*** Opening READING PASSAGE ***
= Visoba Khechara =

Indian Marathi saint in the Varkari tradition

Visoba Khechara (unknown - 1309 CE), spelled also as Visoba Khechar or Visoba Khecar, was the yogi-guru of the Varkari poet-saint Namdev (c.1270-1350) of Maharashtra, India. Visoba was a disciple of the Varkari poet-saint Jñāneśvar (c. 1275-1296). He had linkages with the Varkari tradition as well as the Nath tradition of Maharashtra. Though a staunch Shaiva, Visoba has composed verses in praise of the god Vithoba, the patron deity of the Varkari faith. He has also composed a metaphysical treatise called the Shatsthala.

==Etymology==
The name Visoba is derived from the word viṣṇein, which means to relax and relates to the meeting of Visoba with Namdev. The latter part of the name Khechara (lit. "one who is moving in air") relates him being a Siddha, a Tantric master possessing magical powers and his linkage to the Nath tradition of Maharashtra. Another theory relates his name khechara, literally meaning a mule in Marathi, as the name Dnyaneshwar and Muktai called him in contempt, when Visoba refused to believe in their powers.

==Life==
Visoba either lived in Amvadhya or Barshi. The story of Visoba's transformation is told in Mahipati's Bhaktivijay. In the text, Visoba's real name is said to be Visoba Chati. He is described as a Panchal Brahmin, who was jeweller by profession, and hated Jñāneśvar and his siblings and created obstacles in their path. Once, when Jñāneśvar's sister Muktabai went to get some earthenware from the potter, Visoba struck her angrily and disallowed the potter to sell her his pans. Disheartened, Muktabai returned home and told the tale to Jñāneśvar. The text says he heated his back by his yogic powers and Muktai baked the food on his back. Astonished by seeing this miracle, Visoba repented and asked for forgiveness from Jñāneśvar. Initially, Jñāneśvar calls Visoba "a mule", which gave him the name "Visoba Khechara". Visoba had refused to acknowledge Jñāneśvar and Muktabai, but after knowing their spiritual greatness he became their disciple. Even though older than Jñāneśvar, he is described as his servant ("Kimkara") by Bahinabai.
*** Closing READING PASSAGE ***
*** Opening SOURCE MATERIAL ***
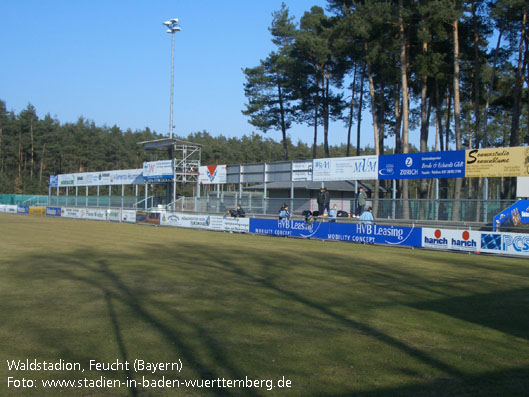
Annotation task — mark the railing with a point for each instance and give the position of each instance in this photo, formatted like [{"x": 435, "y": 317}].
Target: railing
[{"x": 465, "y": 210}]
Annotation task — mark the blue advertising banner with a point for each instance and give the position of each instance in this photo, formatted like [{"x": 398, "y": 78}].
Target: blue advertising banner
[
  {"x": 53, "y": 211},
  {"x": 54, "y": 181},
  {"x": 353, "y": 232},
  {"x": 22, "y": 209},
  {"x": 514, "y": 216},
  {"x": 422, "y": 165}
]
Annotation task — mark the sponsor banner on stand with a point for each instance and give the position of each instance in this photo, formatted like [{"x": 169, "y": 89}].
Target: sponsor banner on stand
[
  {"x": 353, "y": 232},
  {"x": 128, "y": 216},
  {"x": 191, "y": 221},
  {"x": 35, "y": 210},
  {"x": 422, "y": 165},
  {"x": 148, "y": 218},
  {"x": 505, "y": 243},
  {"x": 212, "y": 174},
  {"x": 514, "y": 216},
  {"x": 114, "y": 215},
  {"x": 11, "y": 209},
  {"x": 302, "y": 171},
  {"x": 238, "y": 225},
  {"x": 22, "y": 209},
  {"x": 67, "y": 212},
  {"x": 66, "y": 180},
  {"x": 158, "y": 170},
  {"x": 345, "y": 168},
  {"x": 94, "y": 214},
  {"x": 497, "y": 162},
  {"x": 451, "y": 239},
  {"x": 53, "y": 181},
  {"x": 53, "y": 211}
]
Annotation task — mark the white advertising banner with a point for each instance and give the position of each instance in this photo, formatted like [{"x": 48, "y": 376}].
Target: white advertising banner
[
  {"x": 158, "y": 169},
  {"x": 451, "y": 239},
  {"x": 67, "y": 180},
  {"x": 128, "y": 216},
  {"x": 114, "y": 215},
  {"x": 239, "y": 225},
  {"x": 504, "y": 243},
  {"x": 71, "y": 212},
  {"x": 212, "y": 174},
  {"x": 302, "y": 171},
  {"x": 218, "y": 223},
  {"x": 7, "y": 208},
  {"x": 126, "y": 177},
  {"x": 476, "y": 241},
  {"x": 345, "y": 168}
]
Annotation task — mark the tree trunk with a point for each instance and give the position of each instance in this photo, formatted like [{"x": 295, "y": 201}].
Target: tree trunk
[
  {"x": 351, "y": 111},
  {"x": 282, "y": 115},
  {"x": 325, "y": 94},
  {"x": 485, "y": 140},
  {"x": 405, "y": 109},
  {"x": 477, "y": 78},
  {"x": 32, "y": 148},
  {"x": 360, "y": 106},
  {"x": 457, "y": 114},
  {"x": 41, "y": 163}
]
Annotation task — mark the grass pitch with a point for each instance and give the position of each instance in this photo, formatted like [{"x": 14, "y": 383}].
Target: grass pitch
[{"x": 333, "y": 318}]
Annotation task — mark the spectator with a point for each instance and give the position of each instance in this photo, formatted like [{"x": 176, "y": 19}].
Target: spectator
[
  {"x": 367, "y": 217},
  {"x": 333, "y": 213}
]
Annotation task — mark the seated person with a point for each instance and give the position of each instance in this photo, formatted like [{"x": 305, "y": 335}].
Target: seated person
[
  {"x": 333, "y": 213},
  {"x": 284, "y": 213},
  {"x": 367, "y": 217}
]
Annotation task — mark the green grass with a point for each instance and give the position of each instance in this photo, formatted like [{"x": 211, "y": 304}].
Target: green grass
*** Closing SOURCE MATERIAL ***
■ **PROMPT**: According to the passage on Visoba Khechara, in which text is the story of Visoba's transformation told?

■ **YOUR RESPONSE**: Mahipati's Bhaktivijay.